┌─ Texte sélectionné

Mais l’Amérique, c’est loin, on peut ne pas connaître. En revanche, il vit en Europe. On se demande dès lors comment il peut affirmer qu’il n’existe aucun dialogue entre la BCE et l’Eurogroupe ! Car, chaque mois, le Président de la BCE assiste à la réunion des ministres des finances de la zone euro ainsi qu’à l’Ecofin (l’ensemble des ministres de l’Union) et chaque mois, le président de l’Eurogroupe, Jean-Claude
Juncker, participe à la réunion du Conseil des gouverneurs. De même, le président de la BCE rencontre régulièrement en tête-à-tête les ministres des finances et les chefs de gouvernement. Enfin, les sous-gouverneurs des banques centrales de l’Union ainsi que deux représentants de la BCE siègent aux côtés des directeurs du trésor au sein du Comité économique et financier (CEF), l’instance qui prépare la réunion mensuelle des ministres des finances. Même aux Etats-Unis, ce n’est pas le cas (la décision a été prise en septembre 1997, lors d’une réunion à Mondorf-Les-Bains, au Luxembourg).
Bref, contrairement à ce que croit Guaino, le dialogue est constant, serré et fructueux. Simplement, il est vrai que Jean-Claude Trichet, le Président de la BCE (à gauche sur la photo), refuse de l'assumer en public de peur que l'on croit que sa sacro-sainte « indépendance » n'est pas totale. Cette répugnance de Trichet, un haut-fonctionnaire que la France a tout fait pour installer à ce poste, n'était pas partagée par son prédécesseur, le Néerlandais Wim Duisenberg. Il est vrai que ce dernier, mort accidentellement en 2005, a été homme politique avant de devenir banquier central : il connaissait donc l'importance de l'affichage. Trichet donne donc des armes pour se faire battre alors qu'il lui suffirait de reconnaître qu'il discute politique monétaire avec les gouvernements, ce qui n'a rien de déshonorant. Ce qui compte est que ses décisions de politique monétaire soient prises en toute indépendance.

└─

- Consigne -
Dites si chacune des affirmations (a), (b) et (c) concorde avec le texte sélectionné, en répondant par oui ou par non et en citant les mots du texte qui tranchent. (a) Le président de l'Eurogroupe participe chaque mois à la réunion du Conseil des gouverneurs. (b) Wim Duisenberg partageait la répugnance de Trichet à assumer le dialogue en public. (c) Le Comité économique et financier prépare une réunion annuelle des ministres des finances.

┌─ Données à analyser

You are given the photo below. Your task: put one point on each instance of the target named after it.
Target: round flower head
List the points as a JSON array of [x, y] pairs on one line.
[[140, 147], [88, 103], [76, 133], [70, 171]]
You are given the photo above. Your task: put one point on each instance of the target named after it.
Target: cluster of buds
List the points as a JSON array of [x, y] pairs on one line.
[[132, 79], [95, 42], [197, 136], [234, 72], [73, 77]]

└─
┌─ Données à analyser

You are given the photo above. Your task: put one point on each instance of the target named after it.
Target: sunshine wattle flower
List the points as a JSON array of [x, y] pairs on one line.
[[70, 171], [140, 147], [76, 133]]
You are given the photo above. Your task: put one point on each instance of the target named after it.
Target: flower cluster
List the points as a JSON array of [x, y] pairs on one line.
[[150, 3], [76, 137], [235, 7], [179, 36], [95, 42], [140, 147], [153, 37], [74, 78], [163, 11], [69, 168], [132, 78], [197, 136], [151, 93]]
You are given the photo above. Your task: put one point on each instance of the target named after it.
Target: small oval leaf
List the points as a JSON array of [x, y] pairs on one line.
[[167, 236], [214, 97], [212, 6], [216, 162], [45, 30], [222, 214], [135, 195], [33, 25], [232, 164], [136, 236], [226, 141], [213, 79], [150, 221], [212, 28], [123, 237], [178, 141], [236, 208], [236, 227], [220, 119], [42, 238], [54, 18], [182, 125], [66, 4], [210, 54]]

└─

- Réponse ci-dessous -
(a) Oui : « chaque mois, le président de l’Eurogroupe, Jean-Claude Juncker, participe à la réunion du Conseil des gouverneurs ».
(b) Non : « n'était pas partagée par son prédécesseur, le Néerlandais Wim Duisenberg ».
(c) Non : « l’instance qui prépare la réunion mensuelle des ministres des finances ».